> _Exercise prompt_
Copy every item below word for word, but leave out the pictures.
-=-=-=-=-
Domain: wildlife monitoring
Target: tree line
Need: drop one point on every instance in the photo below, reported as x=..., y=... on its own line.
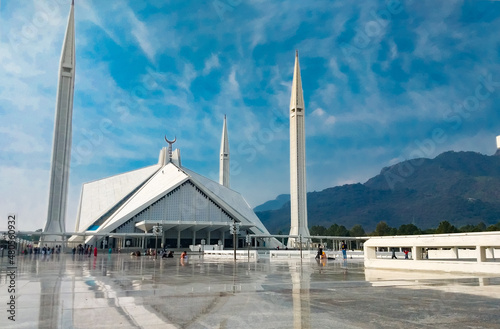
x=383, y=228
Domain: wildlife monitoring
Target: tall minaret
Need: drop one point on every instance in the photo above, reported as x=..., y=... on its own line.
x=298, y=193
x=224, y=157
x=61, y=148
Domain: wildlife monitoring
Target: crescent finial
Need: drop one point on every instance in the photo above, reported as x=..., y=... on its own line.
x=170, y=142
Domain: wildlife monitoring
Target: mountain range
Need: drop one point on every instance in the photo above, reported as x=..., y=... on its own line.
x=460, y=187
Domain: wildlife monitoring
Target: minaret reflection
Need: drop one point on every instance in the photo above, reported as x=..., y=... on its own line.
x=301, y=282
x=50, y=296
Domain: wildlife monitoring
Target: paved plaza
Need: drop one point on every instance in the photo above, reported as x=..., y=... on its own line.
x=122, y=291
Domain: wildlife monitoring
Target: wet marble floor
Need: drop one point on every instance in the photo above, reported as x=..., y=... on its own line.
x=140, y=292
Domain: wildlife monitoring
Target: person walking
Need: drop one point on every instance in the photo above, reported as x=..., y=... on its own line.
x=320, y=252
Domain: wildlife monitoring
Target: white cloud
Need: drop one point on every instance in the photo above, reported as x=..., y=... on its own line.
x=211, y=63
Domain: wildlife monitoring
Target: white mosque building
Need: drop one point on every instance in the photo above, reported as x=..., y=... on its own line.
x=188, y=206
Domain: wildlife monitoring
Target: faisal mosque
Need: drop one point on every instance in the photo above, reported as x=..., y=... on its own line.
x=180, y=206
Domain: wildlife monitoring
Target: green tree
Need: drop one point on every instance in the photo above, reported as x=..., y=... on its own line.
x=357, y=230
x=494, y=227
x=318, y=230
x=446, y=227
x=409, y=229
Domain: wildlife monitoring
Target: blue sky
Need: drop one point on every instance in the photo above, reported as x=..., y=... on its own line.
x=383, y=82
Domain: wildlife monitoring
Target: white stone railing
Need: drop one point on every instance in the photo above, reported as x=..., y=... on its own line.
x=462, y=252
x=229, y=254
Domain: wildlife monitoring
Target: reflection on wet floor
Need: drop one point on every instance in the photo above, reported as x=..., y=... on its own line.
x=140, y=292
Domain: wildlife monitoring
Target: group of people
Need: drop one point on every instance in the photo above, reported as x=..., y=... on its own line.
x=45, y=250
x=322, y=255
x=85, y=250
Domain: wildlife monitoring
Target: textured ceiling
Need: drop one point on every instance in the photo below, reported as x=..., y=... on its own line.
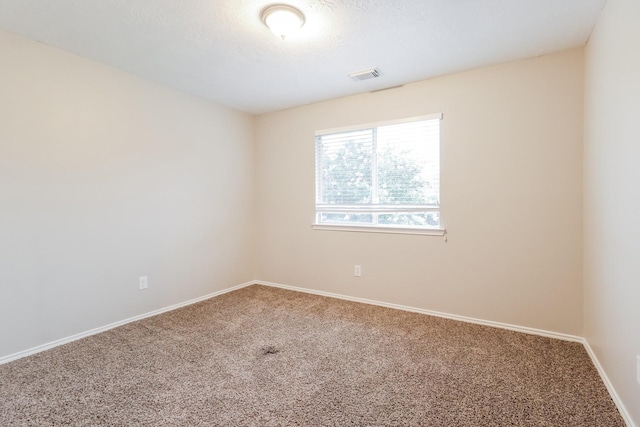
x=219, y=49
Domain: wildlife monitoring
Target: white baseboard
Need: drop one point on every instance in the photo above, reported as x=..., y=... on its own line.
x=612, y=391
x=524, y=329
x=56, y=343
x=566, y=337
x=614, y=396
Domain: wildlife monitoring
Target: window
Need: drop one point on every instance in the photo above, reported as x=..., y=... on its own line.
x=380, y=177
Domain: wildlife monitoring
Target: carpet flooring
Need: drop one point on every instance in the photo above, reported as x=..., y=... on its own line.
x=262, y=356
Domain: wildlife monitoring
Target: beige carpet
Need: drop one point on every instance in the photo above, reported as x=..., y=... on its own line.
x=261, y=356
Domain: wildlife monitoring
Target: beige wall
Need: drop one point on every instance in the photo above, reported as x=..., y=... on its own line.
x=511, y=198
x=612, y=197
x=105, y=177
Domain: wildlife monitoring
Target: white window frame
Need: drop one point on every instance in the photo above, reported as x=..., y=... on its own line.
x=384, y=228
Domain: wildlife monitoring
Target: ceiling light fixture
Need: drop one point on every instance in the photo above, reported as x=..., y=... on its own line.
x=283, y=20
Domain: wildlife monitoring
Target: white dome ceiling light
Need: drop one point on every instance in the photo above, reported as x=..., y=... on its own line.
x=283, y=20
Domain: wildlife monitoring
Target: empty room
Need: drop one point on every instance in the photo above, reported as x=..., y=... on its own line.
x=319, y=213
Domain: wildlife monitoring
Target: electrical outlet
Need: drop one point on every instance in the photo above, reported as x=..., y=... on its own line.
x=357, y=271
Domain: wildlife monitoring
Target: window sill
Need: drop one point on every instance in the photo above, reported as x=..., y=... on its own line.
x=389, y=230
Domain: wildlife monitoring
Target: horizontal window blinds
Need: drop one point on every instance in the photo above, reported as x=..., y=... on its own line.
x=380, y=173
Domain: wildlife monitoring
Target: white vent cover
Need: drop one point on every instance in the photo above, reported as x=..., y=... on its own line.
x=365, y=75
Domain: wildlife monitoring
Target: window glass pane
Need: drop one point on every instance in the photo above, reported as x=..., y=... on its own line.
x=345, y=163
x=383, y=175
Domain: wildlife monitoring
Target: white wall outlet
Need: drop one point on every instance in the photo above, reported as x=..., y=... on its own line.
x=357, y=271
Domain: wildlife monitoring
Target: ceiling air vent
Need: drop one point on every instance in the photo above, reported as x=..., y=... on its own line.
x=365, y=75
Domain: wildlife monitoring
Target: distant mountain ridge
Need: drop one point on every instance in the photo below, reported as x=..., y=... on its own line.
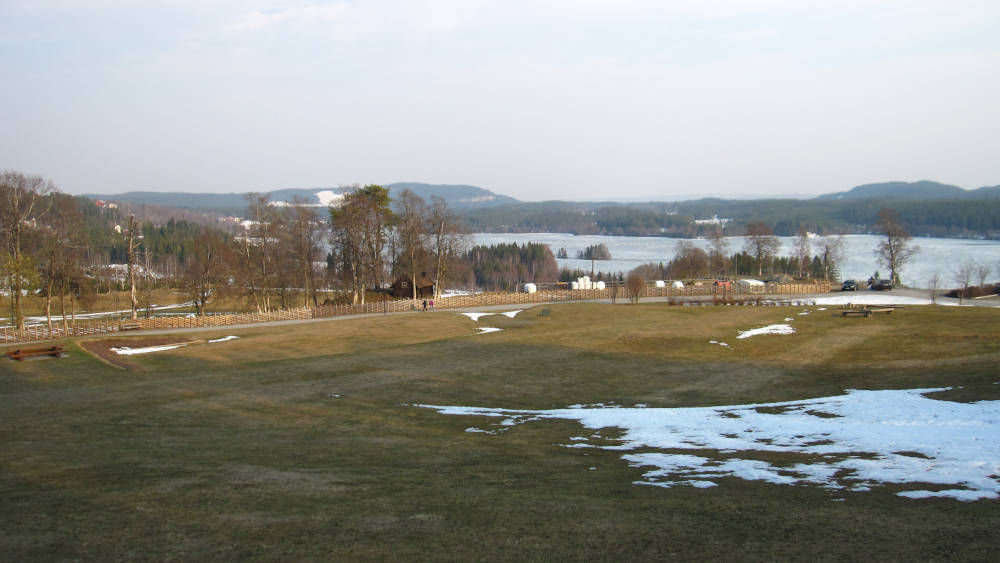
-=-=-=-=-
> _Result of the task_
Domain: wildlife monitoring
Target: tree line
Need: drop one point on every instance in the photo below, reported as x=..., y=... on its own line.
x=383, y=228
Domain: wildlife monitoring
Target: tall minaret
Need: drop one point on every instance in the photo above, reported as x=..., y=... on its own line.
x=298, y=193
x=224, y=157
x=61, y=148
Domain: wildlife monitoring
Target: crescent finial
Need: drop one point on every instance in the photo above, reported as x=..., y=... on its own line.
x=170, y=142
Domain: wildlife monitoring
Target: mountain range
Need: drop one point on every instance in the photo above, reported as x=..., y=... on its own line.
x=460, y=187
Domain: wildlife monitoring
Target: minaret reflection
Need: drop one point on every instance in the photo above, reported as x=..., y=... on its own line.
x=301, y=282
x=50, y=296
Domain: wildlife monitoring
Target: paved plaza
Need: drop one point on every instance in the photo above, reported as x=..., y=... on its own line.
x=122, y=291
Domain: wildlife monitoring
Target: wet marble floor
Need: drop one point on every instance in the photo above, reported as x=..., y=... on its own line.
x=140, y=292
Domain: wildlife monitoring
Target: person walking
Need: drop one point on every instance in the photo above, reported as x=..., y=... on its own line.
x=320, y=252
Domain: wildlife monitoring
Target: white cloud
Need: drop one point on every instance in the photo above, reported as x=..., y=... on its own line.
x=211, y=63
Domain: wildlife monitoring
Target: white mosque building
Need: drop one point on every instance in the photo above, reported as x=..., y=... on its own line.
x=188, y=206
Domain: wildlife monitoring
Target: faisal mosque
Need: drop one point on every instance in the photo above, reported as x=..., y=... on its own line.
x=180, y=206
Domain: wildlife monitoring
Target: green tree
Need: drop one point on every instance in the photo above, reported as x=..., y=... on its own line.
x=357, y=230
x=494, y=227
x=318, y=230
x=446, y=227
x=409, y=229
Domain: wildlife monitoring
Target: blue sky
Need: drop one point on every instance in the photo above, reported as x=..., y=... on its own line.
x=383, y=82
Domain: wildlife monitoring
Target: white stone railing
Need: drop one point on every instance in the photo above, reported as x=..., y=... on its own line.
x=462, y=252
x=229, y=254
Domain: wildlife monitoring
Target: reflection on wet floor
Need: drop one point on every instance in the photo above, reported as x=..., y=... on its own line.
x=140, y=292
Domain: wildlife monitoring
Target: group of people
Need: drop one point on every instance in the photo above, reported as x=..., y=... on its own line.
x=45, y=250
x=322, y=255
x=85, y=250
Domain: wildlife monitoring
Target: textured ceiling
Need: drop one point on every instance in the photo below, reported as x=..., y=... on its own line.
x=219, y=49
Domain: wildlife monitoring
Target: white baseboard
Need: drop one point on every instance in the photo above, reported as x=..., y=... on its own line.
x=612, y=391
x=524, y=329
x=56, y=343
x=566, y=337
x=614, y=396
Domain: wildlife monitoring
Target: window
Need: drop one point on every instance in the photo above, reported as x=..., y=... on its own line.
x=380, y=177
Domain: wildlife monitoring
Target: carpet flooring
Need: drop one point on every instance in the photo above, reported as x=..., y=... on its own line.
x=262, y=356
Domain: wildlife monitoring
Target: beige carpet
Need: drop one point on every instance in the photo above, reported as x=..., y=... on its own line.
x=261, y=356
Domain: wildlife monitoring
Target: beige wall
Need: drop one point on every instance in the photo above, reported as x=..., y=... on its own line.
x=511, y=198
x=612, y=197
x=105, y=177
Domain: wildlife monitoring
Target: white window frame
Need: drop one point on every instance in the photo above, reported as x=..., y=... on its own line.
x=384, y=228
Domain: wildlife monitoring
Target: ceiling light fixture
Need: drop one point on every instance in the photo above, reported as x=..., y=... on its own line.
x=283, y=20
Domain: wildlife monitoring
Target: white dome ceiling light
Need: drop one point on every instance in the photo above, reported as x=..., y=... on its own line.
x=283, y=20
Domain: wildlife monitoring
Target: empty room
Need: drop one point on every instance in the photo above, reported as x=..., y=... on its own line.
x=319, y=213
Domain: wildlife monitoring
Target: electrical outlet
Need: drop one point on every instance in the photo above, reported as x=..., y=... on its own line.
x=357, y=271
Domain: wildlife monitoring
Target: window sill
Need: drop one point on every instance in the photo above, reported as x=..., y=... on its own line.
x=389, y=230
Domain: wildlife monitoring
Target: horizontal window blinds
Need: drop one point on every instance in the photo above, reported as x=..., y=... on its own line.
x=380, y=173
Domain: wildlife monitoring
Target: white vent cover
Need: drop one point on every instance in the photo above, reported as x=..., y=... on its own line.
x=365, y=75
Domain: wildlife monitoring
Target: window glass pane
Need: drop one point on every instance in the photo above, reported as x=..., y=... on its own line.
x=345, y=163
x=383, y=175
Domain: wildlife monitoring
Target: white wall outlet
Need: drop one point on every instance in the photo above, reported as x=..., y=... on its own line.
x=357, y=271
Domain: wildlife monitoring
Target: ceiling air vent
Need: drop one point on every instance in the photo above, reported as x=..., y=... on its own line.
x=365, y=75
Domain: wildlife monitoring
Target: distant mountain ridge
Need: drop one point on every instance in the photo below, reported as x=..., y=... on its own line.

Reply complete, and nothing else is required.